* **TEXT PROVIDED**
******

Discussion. A pericardial effusion refers to the accumulation of fluid within the pericardial sac – an area where only minimal fluid should exist to reduce any impedance or friction in surrounding heart structures. Pericardial effusions are most commonly the result of infectious processes, metabolic disturbances, malignancy, trauma, cardiac surgery, and autoimmune conditions.¹ When a pericardial effusion leads to compression of cardiac chambers with a compromise of ventricular function it is referred to as cardiac tamponade, a potentially lethal condition.²

Viruses are common causes of pericarditis and pericardial effusions, accounting for 30% to 50% of cases.³ Viral pericarditis is often the result of an immune-mediated response to viral infection. During the course of a viral infection, the body releases cells in an attempt to eliminate the virus. These cells may enter the cardiac tissue in numbers resulting in an inflammatory response that leads to an increased amount of fluid within the pericardial sac.⁴

Common viral causes of pericarditis include coxsackieviruses, adenoviruses, cytomegalovirus, and enteroviruses.^3,5 EBV, a human herpes virus, is transmitted mainly via oral secretions with sexual transmission implicated in some cases. EBV is most often associated with infectious mononucleosis and malignancies such as Burkitt lymphoma, Hodgkin lymphoma, and nasopharyngeal carcinoma.⁶ It has been reported as an uncommon cause of pericarditis, and less commonly is it associated with pericardial effusion, with only a few reported cases in the literature. As such, data regarding the epidemiology and risk factors of EBV-associated pericardial effusions are limited.⁷

Diagnosis of EBV infection is usually confirmed by serology. Elevated viral IgM antibody titers usually indicate an acute infection, whereas IgG-positive titers typically indicate a past, resolving, or resolved infection. However, a significant rise in virus-specific IgG titer, usually more than four times the upper limit of normal, may also be seen in recent infections.⁸

In our case, it is postulated that the patient’s pericardial effusion was a slow-developing product of an immune system still attempting to quell the effects of a likely asymptomatic EBV infection. Our patient revealed no prior symptoms possibly related to prior EBV infection, however, laboratory investigations showed significantly elevated levels of IgG viral titers in addition to high-titer positive PCR for EBV. More importantly, the aforementioned became more relevant in our case after a plethora of other known etiologies of pericardial effusion were ruled out.

******

* **DATA SUPPLIED**

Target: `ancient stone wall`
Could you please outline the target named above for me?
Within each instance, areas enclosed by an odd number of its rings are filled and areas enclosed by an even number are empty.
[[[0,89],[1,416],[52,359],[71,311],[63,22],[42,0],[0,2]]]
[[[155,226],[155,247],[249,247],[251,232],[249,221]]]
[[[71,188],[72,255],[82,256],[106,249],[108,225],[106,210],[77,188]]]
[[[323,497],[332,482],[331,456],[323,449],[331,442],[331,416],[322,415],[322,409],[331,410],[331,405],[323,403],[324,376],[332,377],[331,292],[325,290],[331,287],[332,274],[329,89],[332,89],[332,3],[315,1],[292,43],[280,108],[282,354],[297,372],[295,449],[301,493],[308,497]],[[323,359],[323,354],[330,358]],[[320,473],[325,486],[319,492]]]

******

* **EXERCISES**
1/ In the pericardial effusion text, what share of pericarditis and pericardial effusion cases are caused by viruses?
2/ Write the next part of the pericardial effusion text, picking up after its last sentence.
The entries have no connection to the pericardial effusion text.

* **RESULTS OF THE TASKS**
1/ Viruses account for 30% to 50% of cases.

2/
Other than the large pericardial effusion, we believe his cocaine use also partly contributed to his presenting symptoms and overall presentation. There have been hypotheses and a few case reports of cocaine being tainted with levamisole, which in turn can trigger vasculitis that can lead to pleural and pericardial effusions.⁹ However, the significantly positive EBV DNA PCR and IgG titers better fit our leading differential for the patient. Additional evidence supporting the patient’s diagnosis is the result of the pericardial fluid analysis demonstrating an exudative sample by Light criteria, with microscopy showing many lymphocytes, few mesothelial cells, and no malignant cells, similar to the few other reported cases of EBV-associated pericardial effusions.^3,7,10

Currently, there are no evidence-backed guidelines regarding prevention of pericarditis. Avoidance of surgical instrumentation with the pericardium could be considered a preventative strategy. In our case, the patient was counseled in the cessation of his illicit substance abuse.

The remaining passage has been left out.